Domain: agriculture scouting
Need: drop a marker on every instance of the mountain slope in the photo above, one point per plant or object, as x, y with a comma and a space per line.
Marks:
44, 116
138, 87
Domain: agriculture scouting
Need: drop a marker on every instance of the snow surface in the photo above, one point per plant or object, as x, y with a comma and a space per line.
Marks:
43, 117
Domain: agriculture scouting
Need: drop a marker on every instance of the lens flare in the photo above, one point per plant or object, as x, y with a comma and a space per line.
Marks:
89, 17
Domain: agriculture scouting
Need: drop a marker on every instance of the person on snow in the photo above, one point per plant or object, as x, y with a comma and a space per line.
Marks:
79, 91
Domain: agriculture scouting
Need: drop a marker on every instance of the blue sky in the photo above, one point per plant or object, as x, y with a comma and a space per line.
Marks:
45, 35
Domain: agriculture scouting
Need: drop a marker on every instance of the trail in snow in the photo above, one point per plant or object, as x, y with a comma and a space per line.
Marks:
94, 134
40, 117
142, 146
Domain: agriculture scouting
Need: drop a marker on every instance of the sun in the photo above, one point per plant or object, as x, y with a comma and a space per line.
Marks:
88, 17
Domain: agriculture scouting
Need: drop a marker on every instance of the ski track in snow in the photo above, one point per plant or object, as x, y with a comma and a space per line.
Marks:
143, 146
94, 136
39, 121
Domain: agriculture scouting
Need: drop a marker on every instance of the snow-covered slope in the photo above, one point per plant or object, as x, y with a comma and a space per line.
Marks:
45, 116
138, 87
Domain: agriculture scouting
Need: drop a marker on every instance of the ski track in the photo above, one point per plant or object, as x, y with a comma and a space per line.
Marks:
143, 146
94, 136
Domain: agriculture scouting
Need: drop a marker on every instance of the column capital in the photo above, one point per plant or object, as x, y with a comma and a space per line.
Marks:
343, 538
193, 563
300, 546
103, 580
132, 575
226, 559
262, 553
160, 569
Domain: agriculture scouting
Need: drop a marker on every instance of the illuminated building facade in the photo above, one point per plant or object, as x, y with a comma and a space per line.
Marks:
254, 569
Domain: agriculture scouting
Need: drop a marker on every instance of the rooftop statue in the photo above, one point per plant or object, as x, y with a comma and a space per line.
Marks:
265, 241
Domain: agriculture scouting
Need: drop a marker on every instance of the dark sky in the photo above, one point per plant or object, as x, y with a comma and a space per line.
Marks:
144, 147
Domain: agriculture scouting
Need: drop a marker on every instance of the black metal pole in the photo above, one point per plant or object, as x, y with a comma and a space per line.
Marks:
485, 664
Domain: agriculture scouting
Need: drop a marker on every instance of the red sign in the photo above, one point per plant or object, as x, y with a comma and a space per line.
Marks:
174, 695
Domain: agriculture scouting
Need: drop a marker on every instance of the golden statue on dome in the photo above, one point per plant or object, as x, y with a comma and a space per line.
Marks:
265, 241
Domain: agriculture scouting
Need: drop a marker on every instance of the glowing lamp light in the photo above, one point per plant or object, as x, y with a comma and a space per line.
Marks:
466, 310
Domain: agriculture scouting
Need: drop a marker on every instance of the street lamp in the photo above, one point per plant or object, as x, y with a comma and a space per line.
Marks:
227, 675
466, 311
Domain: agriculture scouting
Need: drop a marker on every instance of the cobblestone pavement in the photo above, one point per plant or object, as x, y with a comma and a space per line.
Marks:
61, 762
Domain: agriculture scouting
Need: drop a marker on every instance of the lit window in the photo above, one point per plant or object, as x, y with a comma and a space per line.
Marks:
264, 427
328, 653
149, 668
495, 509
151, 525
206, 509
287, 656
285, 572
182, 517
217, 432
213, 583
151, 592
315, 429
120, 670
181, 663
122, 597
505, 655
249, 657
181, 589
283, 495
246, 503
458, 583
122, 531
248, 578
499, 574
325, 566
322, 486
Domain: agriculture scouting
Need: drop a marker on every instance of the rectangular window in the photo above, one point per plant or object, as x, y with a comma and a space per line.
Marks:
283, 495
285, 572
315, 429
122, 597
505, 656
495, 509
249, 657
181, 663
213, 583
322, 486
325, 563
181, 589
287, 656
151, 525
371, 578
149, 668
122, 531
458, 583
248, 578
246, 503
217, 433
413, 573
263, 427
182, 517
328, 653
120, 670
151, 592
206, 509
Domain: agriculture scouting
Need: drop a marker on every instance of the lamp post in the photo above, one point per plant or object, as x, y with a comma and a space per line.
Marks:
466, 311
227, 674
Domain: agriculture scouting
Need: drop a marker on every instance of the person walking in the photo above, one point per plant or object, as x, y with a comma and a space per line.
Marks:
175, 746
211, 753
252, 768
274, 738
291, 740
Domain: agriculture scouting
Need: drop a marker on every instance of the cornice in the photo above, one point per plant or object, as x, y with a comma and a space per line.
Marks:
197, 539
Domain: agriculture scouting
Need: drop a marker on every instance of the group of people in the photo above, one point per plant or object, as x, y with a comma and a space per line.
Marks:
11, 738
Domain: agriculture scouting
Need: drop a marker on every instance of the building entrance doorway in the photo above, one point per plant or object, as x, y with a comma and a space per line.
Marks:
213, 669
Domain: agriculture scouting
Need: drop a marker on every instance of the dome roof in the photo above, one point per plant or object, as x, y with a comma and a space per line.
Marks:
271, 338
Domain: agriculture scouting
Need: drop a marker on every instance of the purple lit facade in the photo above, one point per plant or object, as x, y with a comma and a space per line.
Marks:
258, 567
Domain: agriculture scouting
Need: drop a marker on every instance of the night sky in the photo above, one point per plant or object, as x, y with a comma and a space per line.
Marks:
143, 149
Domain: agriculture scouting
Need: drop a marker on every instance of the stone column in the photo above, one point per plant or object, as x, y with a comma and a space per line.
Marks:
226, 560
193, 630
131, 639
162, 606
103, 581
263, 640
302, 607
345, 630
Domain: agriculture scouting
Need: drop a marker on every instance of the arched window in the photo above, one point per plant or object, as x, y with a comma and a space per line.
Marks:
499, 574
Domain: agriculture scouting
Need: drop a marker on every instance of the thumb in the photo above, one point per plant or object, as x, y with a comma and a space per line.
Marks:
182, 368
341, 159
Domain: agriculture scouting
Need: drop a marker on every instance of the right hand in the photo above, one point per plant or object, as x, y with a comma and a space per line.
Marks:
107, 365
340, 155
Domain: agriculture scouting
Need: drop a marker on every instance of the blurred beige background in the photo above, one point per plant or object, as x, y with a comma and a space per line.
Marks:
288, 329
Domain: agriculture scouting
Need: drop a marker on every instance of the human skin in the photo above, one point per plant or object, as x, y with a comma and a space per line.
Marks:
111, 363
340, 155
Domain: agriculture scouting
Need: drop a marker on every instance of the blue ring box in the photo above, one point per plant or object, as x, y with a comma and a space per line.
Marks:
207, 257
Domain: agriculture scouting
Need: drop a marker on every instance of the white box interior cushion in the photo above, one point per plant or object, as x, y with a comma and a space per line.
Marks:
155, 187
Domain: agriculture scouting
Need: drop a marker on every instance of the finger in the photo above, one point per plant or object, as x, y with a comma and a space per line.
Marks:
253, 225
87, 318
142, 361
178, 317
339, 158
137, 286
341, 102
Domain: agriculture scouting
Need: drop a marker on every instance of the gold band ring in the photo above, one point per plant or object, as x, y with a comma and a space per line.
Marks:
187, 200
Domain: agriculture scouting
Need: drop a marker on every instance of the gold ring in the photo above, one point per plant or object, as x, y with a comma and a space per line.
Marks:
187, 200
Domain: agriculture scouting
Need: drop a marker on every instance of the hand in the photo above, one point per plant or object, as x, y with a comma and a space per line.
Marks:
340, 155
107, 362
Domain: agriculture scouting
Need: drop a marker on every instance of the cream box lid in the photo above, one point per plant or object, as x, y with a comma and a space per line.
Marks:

+===+

### EXERCISE
Which lines in the records above hold the string "blue"? Copy each of them.

### RESULT FOR THIS TASK
Need: drop a marker on every instance of the blue sky in the photo above, one point per plant or object, as x, y with a comma and a space per line.
Need: drop a marker on every instance of the blue ring box in the photo above, one point per plant or object, as x, y with a comma and a space per line.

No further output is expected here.